### Required tasks
A. In the Peninsula travel text, how much did the recent makeover of Pt Leo Estate cost?
B. Please continue the Peninsula travel text from its last sentence.

Peninsula Hot Springs boasts hilltop hot tubs, saunas and refloxology pools, all nestled between greenery

The Alba Thermal Springs & Spa has a high-end, high-tech European feel with excellent food and treatments. Day passes start from A$80 per person (£42).

The Aurora Spa & Bathhouse at the Intercontinental Hotel in Sorrento is an ultra-swish bathhouse with an underground network of state-of-the-art mineral pools with massage jets, glacial mist rooms, a Himalayan salt room, cold plunge pools and the southern hemisphere’s largest sauna. From £50 for a 1.5-hour session.

Wineries

There are 200 wineries on the Peninsula, from big-name brands to hipster start-ups and sophisticated boutiques. One of the jewels of the Peninsula is the slick Pt Leo Estate, which has recently had a £24m makeover and includes a sculpture park overlooking the ocean and an excellent restaurant, Laura.

Another big hitter is the award-winning Montalto winery, where you will find sprawling lawns by the vineyards where you can book a picnic of local produce. There’s also a table on the piazza terrace for a casual lunch, or you can tuck into a set menu in the restaurant.

Ten Minutes by Tractor is a boutique winery with a renowned fine-dining restaurant

Boutique winery Ten Minutes by Tractor has a beautifully designed cellar door and offers in-depth tastings. Plus its fine-dining restaurant is one of the most lauded in the area.

And it’s not just about wine – there are also several stylish gin and vodka distilleries. Hot tip: the award-winning Penni Ave Distillery wattleseed and burnt honey vodka is a delicious and uniquely Aussie drop.

Beaches and adventure

Bushrangers Bay in Flinders is among the prettiest beaches Victoria has to offer

Visit some of the prettiest beaches and seaside towns in Victoria, including Portsea with its multi-million-pound holiday homes, and Flinders with its quaint homesteads and wide, calm sandy beach. Catch some waves at Sorrento or Portsea back beaches and kayak, sail, or paddle-board at Safety Beach. Coastal bushwalking is also a big thing here – trek the stunning Two Bays Trail over two days. Or for an action-packed day, book a B Corp-certified eco-adventure with WAM! (Wild Adventures Melbourne).

Delightful ex-pat Brit Nic Cooper can take you bush-walking, paddle-boarding, whale-watching, and swimming in rock pools in a group or as a bespoke trip. Our coastal bush walk (with banging Aussie music in the van on the way there) included a tasty picnic lunch made with local produce from award-winning Torello Farm.

### Collected material
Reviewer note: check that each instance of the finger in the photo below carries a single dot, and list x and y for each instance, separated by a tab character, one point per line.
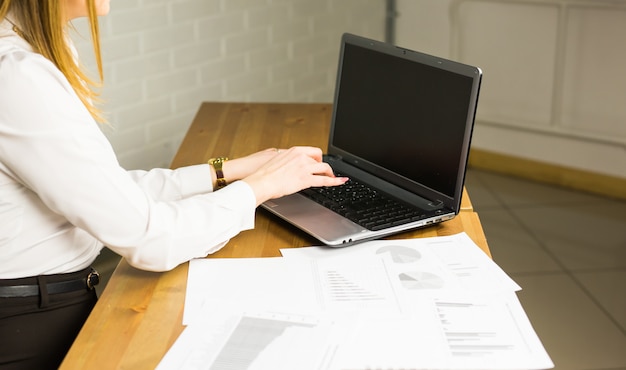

### Final results
A. £24m.

B.
Wild Adventures Melbourne can take you bush-walking in a group or as a bespoke trip

Where to eat

T’Gallant offers a fun lunch with beautiful views across vineyards. It’s a great place to recharge; stop for a spritz at the Sputino Bar or grab a table inside at La Baracca restaurant (or an outdoor seat among the vines) and enjoy simple, Italian food with prices starting from £10 for a pizza.

Buckley is a cute cafe in the chic beachside town of Sorrento that serves a classic Australian brunch and Bloody Mary to boot. A huge plate of cauliflower and halloumi fritters will set you back £13.

Ready for a splurge? Try to book a table at Tedesca in Red Hill which, according to word on the street, is the hottest restaurant in the area. Set on a biodynamic estate, the cosy osteria with a huge open fire and art gallery offers a sublime farm-to-fork experience from celebrated chef Brigitte Hafner. It’s open for lunch only, from Friday to Monday, with a fixed menu from £95.

Where to stay

If you’re ready to splash the cash and can book early enough, Jackalope is the hot ticket on the Peninsula. With all-black aluminium architectural sleekness set in a rolling vineyard, its excellent food, in-house massages and infinity pool hit all the five-star buttons with prices starting from £280 for a double room.

Crittenden Wines is one of the most established and sustainable estates in the area. Its new large, sunlit, accessible self-catering apartments, which can sleep a couple or a family of four, overlook a beautiful private lake on the estate. Prices start from £210 per night and this includes a wine tasting and a bottle of wine.

The Flinders Hotel in the pretty seaside town of the same name offers large, bright, good-value rooms. There’s no pool or gym, but you will find a great pub and a selection of restaurants on your doorstep. Prices start from £123 for a double, B&B.